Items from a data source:
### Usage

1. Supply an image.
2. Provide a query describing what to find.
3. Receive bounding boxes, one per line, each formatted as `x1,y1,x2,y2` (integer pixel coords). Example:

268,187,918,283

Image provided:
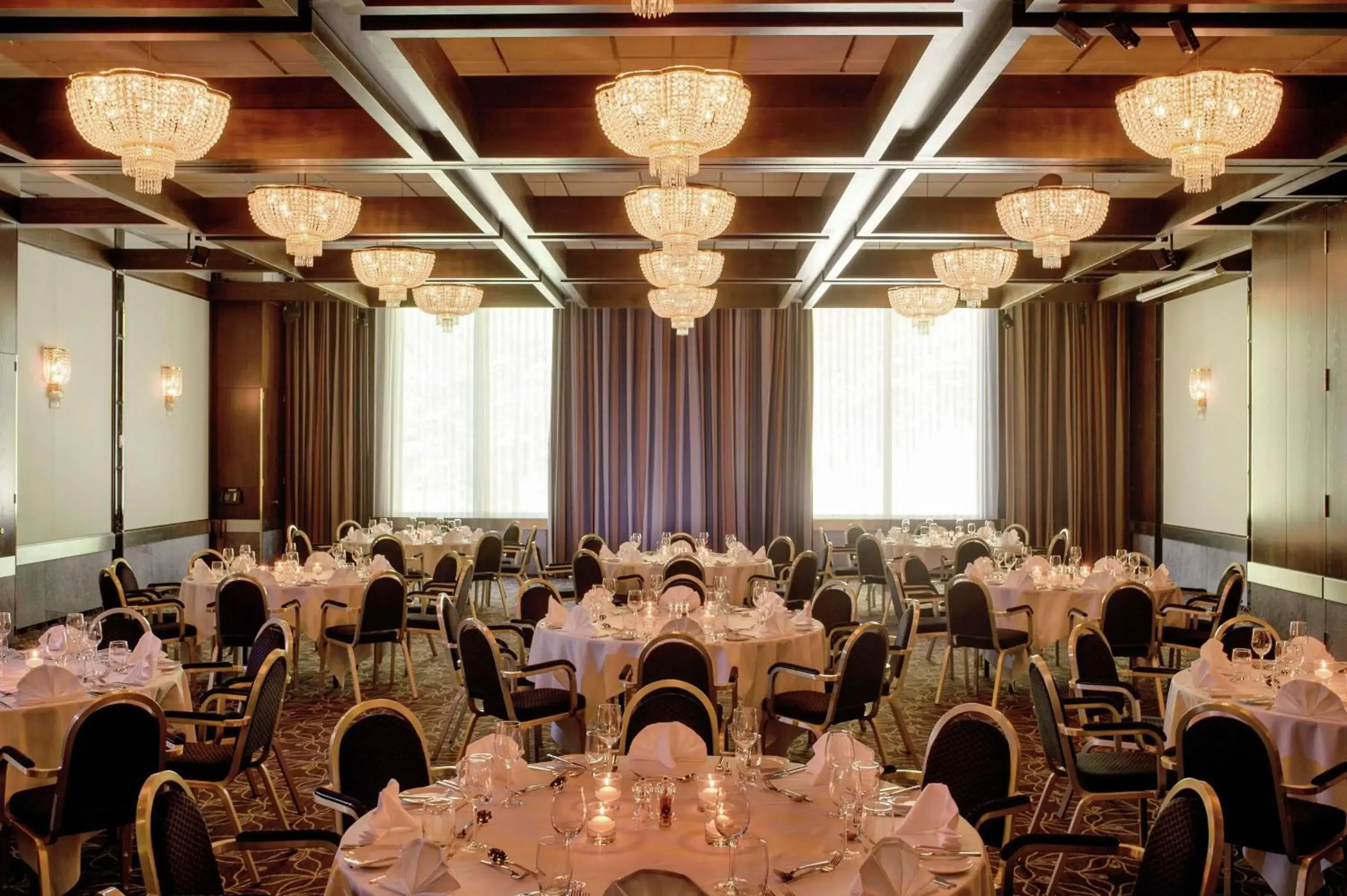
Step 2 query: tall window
376,308,555,518
814,308,997,519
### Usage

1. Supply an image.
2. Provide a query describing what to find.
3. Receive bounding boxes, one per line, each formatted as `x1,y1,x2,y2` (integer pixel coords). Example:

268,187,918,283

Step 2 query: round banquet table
528,613,827,706
326,757,994,896
598,554,772,606
1165,670,1347,896
0,656,191,893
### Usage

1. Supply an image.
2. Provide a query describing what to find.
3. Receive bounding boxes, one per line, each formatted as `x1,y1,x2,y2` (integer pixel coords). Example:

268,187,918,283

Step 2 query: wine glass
711,787,749,896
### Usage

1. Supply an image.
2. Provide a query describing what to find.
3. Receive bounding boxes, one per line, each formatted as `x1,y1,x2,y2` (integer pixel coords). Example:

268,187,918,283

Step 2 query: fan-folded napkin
851,837,935,896
626,722,706,769
383,838,461,896
360,779,420,845
15,664,85,703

Given task:
Recast all of the listing above as a Markdown table with the columns "Row" and "Line," giving each non-blank line its own numbered row and leaving out blank lines. Do not include the pictures in your answer.

Written reply:
| Row | Line |
|---|---|
| 1 | ### Usage |
| 2 | 1. Supply an image. |
| 3 | 2. Provide a query describing what to find. |
| 4 | 3. Receive bounding boxes, one per line, each formatted as `x1,y1,x2,y2` (integer pixel coords). Example: |
| 5 | 268,187,918,283 |
| 6 | Image provided: |
| 7 | Step 2 query: tall window |
| 8 | 376,308,555,518 |
| 9 | 814,308,997,519 |
| 10 | ### Usage |
| 11 | 1. Supply an image. |
| 12 | 2. Provide a query describing what to find. |
| 13 | 3. Receive bounding boxes, one per line, each formatted as `x1,y1,x2,y2` (integer pixel coords). Example: |
| 14 | 268,187,918,283 |
| 15 | Step 2 query: round banquet table |
| 16 | 528,613,827,706 |
| 17 | 326,757,994,896 |
| 18 | 598,554,772,606 |
| 19 | 1165,670,1347,896 |
| 20 | 0,656,191,893 |
| 21 | ### Usage |
| 22 | 1. Supply an image. |
| 23 | 2. Provide a query describing what to find. |
| 24 | 3. Receive bounding boxes, one per line, each formatted as `x1,y1,x2,y2` (integer pixel coords). Example: |
| 25 | 268,187,918,283 |
| 26 | Step 2 query: wine glass |
| 27 | 711,787,749,896 |
| 28 | ### Usage |
| 29 | 1. Supply an image. |
| 30 | 2. Provide a query describing what to find. |
| 31 | 3. Receive bounding boxes, one per line, each formatted as `x1,y1,x2,y2` (integer pixel coords). Example: |
| 32 | 268,187,918,283 |
| 33 | Step 2 query: fan-folded napkin |
| 34 | 851,837,935,896 |
| 35 | 626,722,706,769 |
| 36 | 383,838,461,896 |
| 37 | 360,779,420,845 |
| 38 | 15,664,85,703 |